:: GOAL OF THE EXERCISE ::
Render each of the records below as one entry in a numbered list, skipping any blank lines.

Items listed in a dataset
•••••
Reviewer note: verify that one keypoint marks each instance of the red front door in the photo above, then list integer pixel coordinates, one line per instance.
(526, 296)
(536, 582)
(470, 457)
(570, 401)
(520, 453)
•••••
:: OUTPUT BELOW ::
1. Reviewer note: verify that one keypoint marks each instance of the red front door in the photo above, then list integer pixel coordinates, one line per instance.
2. (526, 296)
3. (536, 582)
4. (470, 457)
5. (570, 401)
6. (520, 453)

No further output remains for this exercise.